[What is expected]:
Each image should be skipped while the records are restated word for word.

[Data for this exercise]:
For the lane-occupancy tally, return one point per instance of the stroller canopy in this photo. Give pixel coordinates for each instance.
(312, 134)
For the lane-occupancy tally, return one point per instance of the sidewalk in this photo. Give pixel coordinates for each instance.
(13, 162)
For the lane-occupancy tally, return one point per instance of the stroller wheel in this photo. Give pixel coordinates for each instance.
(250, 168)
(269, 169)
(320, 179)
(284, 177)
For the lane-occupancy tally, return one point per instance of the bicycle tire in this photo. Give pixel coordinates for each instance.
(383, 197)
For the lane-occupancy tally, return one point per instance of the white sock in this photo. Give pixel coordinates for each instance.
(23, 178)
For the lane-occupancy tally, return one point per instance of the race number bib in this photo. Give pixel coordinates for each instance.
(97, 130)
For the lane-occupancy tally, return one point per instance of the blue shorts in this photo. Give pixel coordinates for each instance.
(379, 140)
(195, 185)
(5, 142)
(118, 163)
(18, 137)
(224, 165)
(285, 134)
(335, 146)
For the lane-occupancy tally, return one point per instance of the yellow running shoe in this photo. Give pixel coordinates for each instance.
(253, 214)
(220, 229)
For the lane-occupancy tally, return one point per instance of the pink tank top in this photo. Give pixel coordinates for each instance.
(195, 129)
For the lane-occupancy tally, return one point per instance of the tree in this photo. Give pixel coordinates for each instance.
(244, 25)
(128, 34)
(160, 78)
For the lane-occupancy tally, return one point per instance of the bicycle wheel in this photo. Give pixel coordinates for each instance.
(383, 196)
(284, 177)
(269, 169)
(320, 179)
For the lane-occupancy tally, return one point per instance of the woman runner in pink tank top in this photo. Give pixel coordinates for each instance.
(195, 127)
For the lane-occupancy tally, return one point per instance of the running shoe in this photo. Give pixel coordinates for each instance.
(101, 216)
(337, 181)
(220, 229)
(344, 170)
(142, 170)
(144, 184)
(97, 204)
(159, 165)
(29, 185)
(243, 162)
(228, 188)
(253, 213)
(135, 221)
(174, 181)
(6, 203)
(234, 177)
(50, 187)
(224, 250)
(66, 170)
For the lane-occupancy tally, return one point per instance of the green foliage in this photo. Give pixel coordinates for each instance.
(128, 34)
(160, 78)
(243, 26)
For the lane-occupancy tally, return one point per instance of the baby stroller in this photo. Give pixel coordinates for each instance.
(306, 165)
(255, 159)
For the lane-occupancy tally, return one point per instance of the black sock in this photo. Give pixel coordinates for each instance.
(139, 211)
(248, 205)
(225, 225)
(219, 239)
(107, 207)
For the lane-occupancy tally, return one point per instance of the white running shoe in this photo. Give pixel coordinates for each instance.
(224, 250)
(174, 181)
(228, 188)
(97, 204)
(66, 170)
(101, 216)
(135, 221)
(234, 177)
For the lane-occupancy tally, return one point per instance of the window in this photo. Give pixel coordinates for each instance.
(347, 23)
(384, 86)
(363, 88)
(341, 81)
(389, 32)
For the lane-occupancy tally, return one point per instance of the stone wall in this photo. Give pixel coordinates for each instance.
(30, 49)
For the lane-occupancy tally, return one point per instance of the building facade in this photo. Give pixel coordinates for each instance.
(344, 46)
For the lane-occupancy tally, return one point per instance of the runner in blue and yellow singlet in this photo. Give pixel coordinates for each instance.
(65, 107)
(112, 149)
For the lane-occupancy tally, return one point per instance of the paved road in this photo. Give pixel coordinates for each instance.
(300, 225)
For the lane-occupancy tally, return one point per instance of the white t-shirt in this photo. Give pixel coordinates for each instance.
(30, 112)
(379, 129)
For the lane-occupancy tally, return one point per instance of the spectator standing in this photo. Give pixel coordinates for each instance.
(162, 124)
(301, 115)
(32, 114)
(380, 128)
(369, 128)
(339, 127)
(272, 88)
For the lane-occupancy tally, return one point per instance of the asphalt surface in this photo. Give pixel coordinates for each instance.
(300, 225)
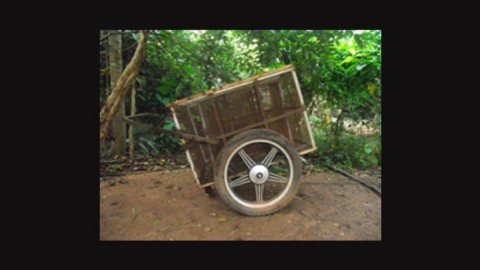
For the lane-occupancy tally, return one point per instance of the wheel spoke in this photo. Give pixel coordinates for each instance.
(246, 159)
(259, 193)
(269, 158)
(242, 180)
(277, 178)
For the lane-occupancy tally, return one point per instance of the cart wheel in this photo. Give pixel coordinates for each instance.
(257, 172)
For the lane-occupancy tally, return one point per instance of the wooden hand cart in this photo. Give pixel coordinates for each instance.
(245, 138)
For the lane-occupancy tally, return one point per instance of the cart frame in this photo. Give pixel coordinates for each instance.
(205, 145)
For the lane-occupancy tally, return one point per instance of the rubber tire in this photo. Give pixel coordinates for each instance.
(238, 140)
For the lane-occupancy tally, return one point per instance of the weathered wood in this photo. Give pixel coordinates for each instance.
(260, 104)
(172, 132)
(373, 187)
(271, 120)
(213, 91)
(217, 119)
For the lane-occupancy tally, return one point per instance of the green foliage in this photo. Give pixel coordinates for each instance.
(348, 149)
(339, 73)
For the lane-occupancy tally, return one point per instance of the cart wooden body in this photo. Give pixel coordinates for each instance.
(271, 100)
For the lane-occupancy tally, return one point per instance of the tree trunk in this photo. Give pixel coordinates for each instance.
(130, 128)
(116, 66)
(124, 84)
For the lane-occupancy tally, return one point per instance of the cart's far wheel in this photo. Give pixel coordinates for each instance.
(257, 172)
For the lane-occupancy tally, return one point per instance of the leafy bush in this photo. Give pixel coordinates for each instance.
(348, 150)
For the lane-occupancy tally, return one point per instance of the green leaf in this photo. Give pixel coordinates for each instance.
(347, 60)
(367, 148)
(359, 41)
(189, 69)
(360, 67)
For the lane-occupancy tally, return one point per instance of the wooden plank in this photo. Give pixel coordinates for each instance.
(230, 85)
(172, 132)
(213, 103)
(260, 104)
(273, 119)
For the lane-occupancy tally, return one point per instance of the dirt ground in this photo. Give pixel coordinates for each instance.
(168, 205)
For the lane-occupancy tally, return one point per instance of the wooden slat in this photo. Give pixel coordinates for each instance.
(172, 132)
(271, 120)
(230, 85)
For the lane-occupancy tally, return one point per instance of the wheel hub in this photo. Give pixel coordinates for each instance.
(258, 174)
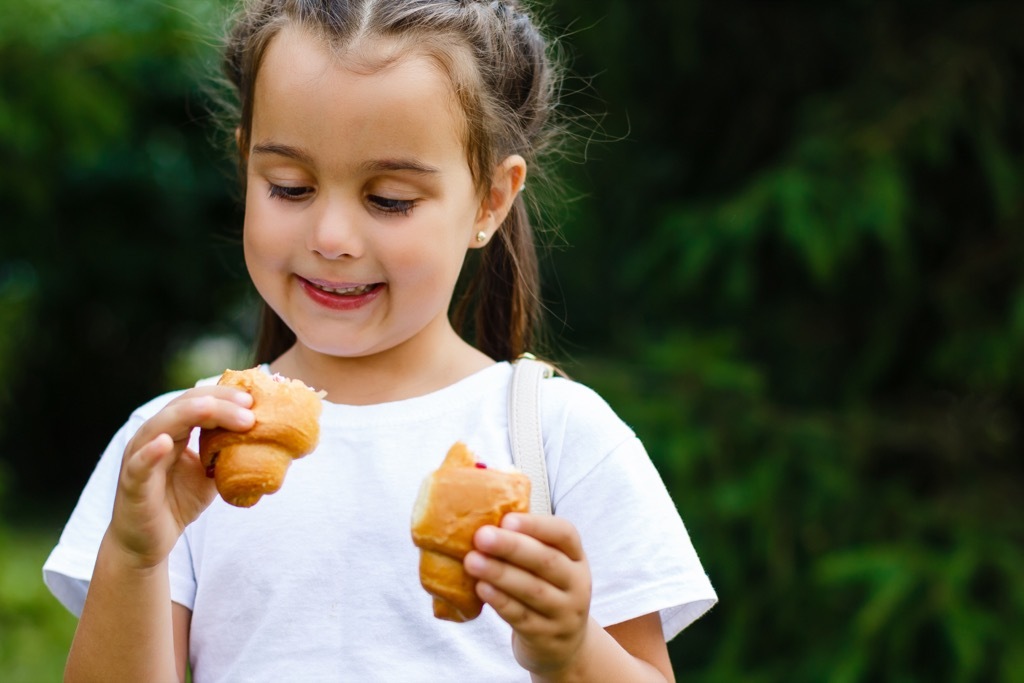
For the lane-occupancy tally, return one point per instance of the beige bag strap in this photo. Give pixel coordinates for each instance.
(524, 428)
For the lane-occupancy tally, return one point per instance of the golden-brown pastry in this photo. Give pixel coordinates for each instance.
(456, 500)
(248, 465)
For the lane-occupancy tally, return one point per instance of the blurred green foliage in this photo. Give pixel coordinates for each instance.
(795, 265)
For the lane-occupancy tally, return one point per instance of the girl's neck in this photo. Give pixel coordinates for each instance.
(393, 375)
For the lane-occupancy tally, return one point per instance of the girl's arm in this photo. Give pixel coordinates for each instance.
(532, 571)
(129, 630)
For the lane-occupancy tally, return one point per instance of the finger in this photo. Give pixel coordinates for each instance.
(549, 529)
(140, 465)
(511, 610)
(513, 589)
(531, 554)
(208, 411)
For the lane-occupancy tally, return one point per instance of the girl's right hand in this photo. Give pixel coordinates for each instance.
(163, 485)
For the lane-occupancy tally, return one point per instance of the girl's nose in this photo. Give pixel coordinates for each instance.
(335, 232)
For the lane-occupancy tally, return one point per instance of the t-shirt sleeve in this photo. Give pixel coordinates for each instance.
(640, 554)
(69, 567)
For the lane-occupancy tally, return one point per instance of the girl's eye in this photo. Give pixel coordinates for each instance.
(386, 205)
(289, 193)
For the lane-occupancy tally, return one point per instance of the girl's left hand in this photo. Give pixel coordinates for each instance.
(532, 571)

[Solution for this problem]:
For the lane-occupancy tally, return one point per instance of the stroller canopy in this photo. Give pixel coordinates for each instance.
(312, 134)
For the lane-occupancy tally, return one point per instance of the sidewalk in this photo. Give pixel coordinates for each instance.
(13, 162)
For the lane-occupancy tally, return one point per instance of the stroller wheel in this photo. Give pixel coordinates for each instance.
(250, 168)
(269, 169)
(320, 179)
(284, 177)
For the lane-occupancy tally, return one point per instance of the bicycle tire in this photo. Give pixel coordinates for each instance.
(383, 197)
For the lane-occupancy tally, return one point per instance of the white sock in this photo. Give pixel coordinates for each instance.
(23, 178)
For the lane-occupancy tally, return one point per instance of the race number bib in this photo. Give pixel coordinates for each instance.
(97, 130)
For the lane-occupancy tally, return one point per instance of the blue shorts in this photo. Give pixel coordinates for each instance.
(379, 140)
(195, 185)
(5, 142)
(118, 163)
(18, 137)
(224, 165)
(285, 134)
(335, 146)
For the lane-occupancy tally, return one point per instance of the yellow running shoe in this photo. Give pixel coordinates for each instance.
(253, 214)
(220, 229)
For the lane-occupancy tally, return one point per instance of the pink tank top in this photo. Give pixel coordinates for each instance.
(195, 129)
For the lane-occupancy tally, return one point per instance of the tree in this photo. Give pixel coordinates for each instance.
(244, 25)
(128, 34)
(160, 78)
For the lane-occupancy tally, return one point per instance of the bicycle wheel in this photo. Give pixel coordinates for each instance.
(383, 196)
(284, 177)
(269, 169)
(320, 179)
For the lane-occupancy tally, return one point per instance of the woman runner in pink tank top in this photo. Give pixel coordinates for each instance.
(195, 127)
For the lane-occupancy tally, return one point per instance of the running shoe in this photo. Give pixel coordinates for each instance.
(101, 216)
(337, 181)
(220, 229)
(344, 170)
(142, 170)
(144, 184)
(97, 204)
(159, 165)
(29, 185)
(243, 162)
(228, 188)
(253, 213)
(135, 221)
(174, 181)
(6, 203)
(234, 177)
(50, 187)
(224, 250)
(66, 170)
For the lane-occupancy tally, return one point per instance of the green foliage in this photo. Give pixel coordinates for each instance.
(128, 34)
(160, 78)
(243, 26)
For the lane-occupancy tally, return one point per instance of the baby stroller in this photo. Give pixel coordinates for each instance.
(306, 165)
(255, 159)
For the lane-occupancy tally, return one point per instance of the black sock in this photo. Give pixel coordinates for each instance.
(139, 211)
(248, 205)
(225, 225)
(219, 239)
(107, 207)
For the lane-occupancy tally, return one point per instance of the white running shoe in this photo. Give pixel coordinates for each instance.
(224, 250)
(174, 181)
(228, 188)
(97, 204)
(66, 170)
(101, 216)
(135, 221)
(234, 177)
For the lane-occupancy tally, return one point per instance of the window in this photo. Give pixel coordinates for each instance.
(347, 23)
(384, 86)
(363, 88)
(341, 81)
(389, 32)
For the lane-occupancy tally, return one point per instance of the stone wall in this photo. Give pixel coordinates for each instance.
(30, 49)
For the lane-occupancy tally, return one point per instance of the building facade in this photo. Give pixel coordinates for each instance.
(344, 46)
For the lane-occupancy tally, return one point per instance of the runner in blue and yellow singlet in this photo. Give pixel coordinates for each instance.
(65, 107)
(112, 149)
For the lane-occupancy tally, return one point per instance of the paved road in this photo. Give pixel coordinates for each instance.
(300, 225)
For the lane-occupancy tally, return one point per instance of the white t-shirt in this photo. Give pixel coordinates for each instance.
(30, 112)
(379, 129)
For the lane-occupancy tally, return one point per instance of the spectator standing in this photo. Give pixel coordinates for each instance.
(162, 124)
(301, 115)
(32, 114)
(380, 128)
(369, 128)
(339, 127)
(272, 88)
For the lane-occupancy tally, return one point per instance of the asphalt surface in this photo. Give pixel coordinates for each instance.
(300, 225)
For the lane-occupancy tally, return one point per instance of the wheel spoke in this photo. Give pixel coordinates for each instance.
(246, 159)
(259, 193)
(269, 158)
(242, 180)
(277, 178)
For the lane-occupancy tally, return one point per instance of the cart wheel in this photo. Give pixel coordinates for each instance.
(257, 172)
For the lane-occupancy tally, return one point per instance of the wooden hand cart in this photo. Give pixel coordinates for each instance.
(245, 138)
For the lane-occupancy tally, return one point per instance of the cart frame in this photo. Give pixel coordinates for each instance.
(205, 145)
For the lane-occupancy tally, return one point per instance of the rubber tire in this photo. Give pixel coordinates for each instance.
(238, 140)
For the lane-occupancy tally, return one point per instance of the weathered wood in this photo. Give pixel coordinates for each instance.
(260, 104)
(172, 132)
(373, 187)
(271, 120)
(213, 91)
(217, 119)
For the lane-occupancy tally, return one point per instance of the green foliage in this photo. Give pixel coordinates for each instance.
(348, 149)
(339, 73)
For the lane-occupancy tally, return one point per instance of the cart wooden body in this photo. Give pixel coordinates for each instance.
(271, 100)
For the lane-occupancy tally, return one point per instance of the tree trunk in this photo. Give pixel coordinates for each instance.
(130, 128)
(116, 66)
(124, 84)
For the lane-occupancy tally, return one point per instance of the cart's far wheel in this photo. Give pixel coordinates for each instance.
(257, 172)
For the lane-occupancy tally, return one point per instance of the leafy bush in this photo. Give pixel coordinates for each instance.
(348, 150)
For the lane-occupancy tally, return one point per instance of the green leaf in this photo. Give pixel coordinates for each instance.
(347, 60)
(367, 148)
(359, 41)
(189, 69)
(360, 67)
For the lane-occupancy tally, return one point per instance of the wooden plank in this photo. Give pixel coordinates for each instance.
(230, 85)
(172, 132)
(213, 103)
(260, 104)
(273, 119)
For the lane-occupancy tally, return one point per instance of the dirt ground in this photo. Give pixel coordinates for each instance.
(168, 205)
For the lane-occupancy tally, return one point per instance of the wooden slat in this photo. Give pixel coordinates for each instance.
(172, 132)
(271, 120)
(230, 85)
For the lane-occupancy tally, return one point per instance of the wheel hub in this photo. Give pixel coordinates for each instance.
(258, 174)
For the lane-occupancy tally, return one point per instance of the beige bag strap in this photo. Give pixel coordinates for each instance.
(524, 428)
For the lane-occupancy tally, return one point per instance of the golden-brown pastry in this photo. Give pixel coordinates for each instance.
(456, 500)
(248, 465)
For the lane-occupancy tally, return one point per instance of the blurred green foliage in this photo. Give pixel coordinates for each instance.
(795, 265)
For the lane-occupancy tally, return one point per instance of the girl's neck in this photo. Give pixel coordinates for each instance.
(393, 375)
For the lane-occupancy tally, return one point per instance of the girl's arm in this photo. Give pixel coordinates for each instance.
(532, 571)
(129, 630)
For the lane-occupancy tally, return one point per instance of the finger in this photo. Give pixel coordinates for each instance.
(549, 529)
(140, 465)
(511, 610)
(513, 589)
(531, 554)
(208, 411)
For the lane-occupancy tally, return one point per instance of the girl's right hand in this photo. Give pixel coordinates for each instance.
(163, 485)
For the lane-occupancy tally, return one point per instance of the girl's nose in this photo. Give pixel coordinates for each instance.
(335, 232)
For the lane-occupancy tally, return one point per instance of the t-shirt sleeve in this photo. Give pixel coordinates for each instance.
(640, 554)
(69, 567)
For the lane-occupancy tally, return one point per instance of the girl's eye in this photo. Give pixel coordinates for each instance.
(386, 205)
(289, 193)
For the lane-occupancy tally, return one point per instance of the girl's left hand in this photo. Give pixel coordinates for each instance.
(532, 571)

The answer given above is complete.